Required tasks |
A. In the Event-Driven Architecture excerpt, what routing key does the handler use when it publishes a newly imported paper's message?
B. Restate the block of the Event-Driven Architecture excerpt that begins "def on_paper_imported" as a short list of what it does.

Extracted text |

[Start of Attachment]

Event-Driven Architecture

"""event_handler.py - Process paperlib events"""

import json
from pathlib import Path
import pika  # RabbitMQ client

class PaperLibraryEventHandler:
    def __init__(self, rabbitmq_url: str):
        self.connection = pika.BlockingConnection(pika.URLParameters(rabbitmq_url))
        self.channel = self.connection.channel()
    
    def on_paper_imported(self, paper_metadata: dict):
        """Handle new paper import."""
        message = {
            "event": "paper_imported",
            "paper_id": paper_metadata["paper_id"],
            "title": paper_metadata["title"],
            "categories": paper_metadata["categories"],
            "timestamp": paper_metadata["imported_at"]
        }
        
        # Send to processing queue
        self.channel.basic_publish(
            exchange='',
            routing_key='paper_processing',
            body=json.dumps(message)
        )
    
    def on_summary_generated(self, paper_id: str, summary_path: Path):
        """Handle summary generation."""

[End of Attachment]

Given entries |

[Start of Attachment]

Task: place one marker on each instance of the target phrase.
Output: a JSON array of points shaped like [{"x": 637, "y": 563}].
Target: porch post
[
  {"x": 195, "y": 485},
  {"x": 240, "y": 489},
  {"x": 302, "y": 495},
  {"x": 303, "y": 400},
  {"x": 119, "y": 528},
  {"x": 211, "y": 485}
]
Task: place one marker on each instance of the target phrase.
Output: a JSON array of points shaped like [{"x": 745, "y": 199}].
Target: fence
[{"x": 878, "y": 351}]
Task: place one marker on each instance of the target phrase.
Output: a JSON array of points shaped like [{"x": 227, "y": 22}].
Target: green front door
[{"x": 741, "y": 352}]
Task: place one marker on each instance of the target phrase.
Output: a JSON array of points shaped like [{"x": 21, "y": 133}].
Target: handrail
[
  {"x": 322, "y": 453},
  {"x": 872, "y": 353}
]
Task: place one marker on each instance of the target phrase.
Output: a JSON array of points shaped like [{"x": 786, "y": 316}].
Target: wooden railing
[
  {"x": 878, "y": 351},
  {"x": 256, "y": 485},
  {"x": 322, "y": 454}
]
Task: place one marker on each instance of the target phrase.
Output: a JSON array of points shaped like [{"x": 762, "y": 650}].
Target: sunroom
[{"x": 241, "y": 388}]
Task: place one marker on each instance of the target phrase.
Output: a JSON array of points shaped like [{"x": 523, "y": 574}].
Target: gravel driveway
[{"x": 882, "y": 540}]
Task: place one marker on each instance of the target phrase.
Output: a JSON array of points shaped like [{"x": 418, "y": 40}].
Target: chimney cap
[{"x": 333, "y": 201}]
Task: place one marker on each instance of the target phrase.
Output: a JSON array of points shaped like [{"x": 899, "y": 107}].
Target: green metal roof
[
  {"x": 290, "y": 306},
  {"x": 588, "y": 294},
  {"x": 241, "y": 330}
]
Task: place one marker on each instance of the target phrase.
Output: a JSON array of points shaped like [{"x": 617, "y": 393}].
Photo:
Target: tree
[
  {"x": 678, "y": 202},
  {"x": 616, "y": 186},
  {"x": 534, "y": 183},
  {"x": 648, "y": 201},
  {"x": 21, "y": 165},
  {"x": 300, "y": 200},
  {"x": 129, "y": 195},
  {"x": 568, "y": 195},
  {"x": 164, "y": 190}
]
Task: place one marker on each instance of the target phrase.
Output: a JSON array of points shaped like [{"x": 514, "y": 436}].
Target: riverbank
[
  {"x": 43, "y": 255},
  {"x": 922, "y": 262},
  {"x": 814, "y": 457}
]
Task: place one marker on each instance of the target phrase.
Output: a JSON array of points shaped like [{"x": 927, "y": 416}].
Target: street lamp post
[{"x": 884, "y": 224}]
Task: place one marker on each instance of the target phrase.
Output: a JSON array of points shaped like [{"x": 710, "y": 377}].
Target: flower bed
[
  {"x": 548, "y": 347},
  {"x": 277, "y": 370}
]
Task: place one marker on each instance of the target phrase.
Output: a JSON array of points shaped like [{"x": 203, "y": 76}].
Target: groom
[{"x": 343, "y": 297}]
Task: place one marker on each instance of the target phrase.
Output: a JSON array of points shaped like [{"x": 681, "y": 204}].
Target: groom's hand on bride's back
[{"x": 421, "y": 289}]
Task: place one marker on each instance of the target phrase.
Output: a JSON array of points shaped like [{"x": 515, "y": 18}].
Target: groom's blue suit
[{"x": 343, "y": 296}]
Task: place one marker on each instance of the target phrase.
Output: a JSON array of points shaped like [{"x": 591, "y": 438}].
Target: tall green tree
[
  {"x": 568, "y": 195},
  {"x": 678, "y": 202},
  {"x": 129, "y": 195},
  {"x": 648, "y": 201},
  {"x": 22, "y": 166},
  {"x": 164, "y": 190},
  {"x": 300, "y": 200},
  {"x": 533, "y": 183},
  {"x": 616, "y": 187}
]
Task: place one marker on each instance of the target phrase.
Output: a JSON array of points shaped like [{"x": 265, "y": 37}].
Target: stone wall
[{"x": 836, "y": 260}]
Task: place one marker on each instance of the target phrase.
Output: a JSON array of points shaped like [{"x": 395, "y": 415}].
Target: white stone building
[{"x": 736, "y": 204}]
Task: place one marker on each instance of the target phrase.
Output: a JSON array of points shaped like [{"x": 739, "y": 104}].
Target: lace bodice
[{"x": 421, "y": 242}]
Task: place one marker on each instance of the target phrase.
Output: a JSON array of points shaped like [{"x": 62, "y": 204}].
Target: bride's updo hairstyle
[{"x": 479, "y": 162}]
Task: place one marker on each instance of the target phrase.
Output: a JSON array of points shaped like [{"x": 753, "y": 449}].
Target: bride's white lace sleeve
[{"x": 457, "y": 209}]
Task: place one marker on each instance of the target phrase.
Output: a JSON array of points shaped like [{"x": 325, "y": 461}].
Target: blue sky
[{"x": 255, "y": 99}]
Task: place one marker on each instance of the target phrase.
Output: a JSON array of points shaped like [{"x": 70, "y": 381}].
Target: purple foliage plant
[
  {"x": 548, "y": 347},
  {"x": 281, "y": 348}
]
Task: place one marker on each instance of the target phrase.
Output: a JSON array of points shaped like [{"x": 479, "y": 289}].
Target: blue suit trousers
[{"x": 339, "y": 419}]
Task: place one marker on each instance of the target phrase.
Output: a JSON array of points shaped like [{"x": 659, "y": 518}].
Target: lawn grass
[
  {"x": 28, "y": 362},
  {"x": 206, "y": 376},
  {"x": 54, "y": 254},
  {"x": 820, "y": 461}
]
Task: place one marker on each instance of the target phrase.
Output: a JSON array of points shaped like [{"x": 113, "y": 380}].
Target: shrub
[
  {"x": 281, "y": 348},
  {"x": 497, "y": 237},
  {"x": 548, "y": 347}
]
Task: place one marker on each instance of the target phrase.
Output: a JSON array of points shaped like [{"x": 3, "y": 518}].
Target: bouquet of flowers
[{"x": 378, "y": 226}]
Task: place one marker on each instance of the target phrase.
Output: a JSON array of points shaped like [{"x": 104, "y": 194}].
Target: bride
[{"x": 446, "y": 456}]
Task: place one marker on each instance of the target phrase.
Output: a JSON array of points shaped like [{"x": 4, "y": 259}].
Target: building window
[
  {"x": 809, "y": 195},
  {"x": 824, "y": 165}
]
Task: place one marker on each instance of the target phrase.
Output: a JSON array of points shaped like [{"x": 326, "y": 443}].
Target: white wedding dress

[End of Attachment]

Responses |
A. 'paper_processing'

B.
- Takes a dictionary of paper metadata when a new paper is imported.
- Builds a message with the event name "paper_imported" and the paper's ID, title, categories and import timestamp.
- Publishes the message as JSON with an empty exchange and the routing key 'paper_processing'.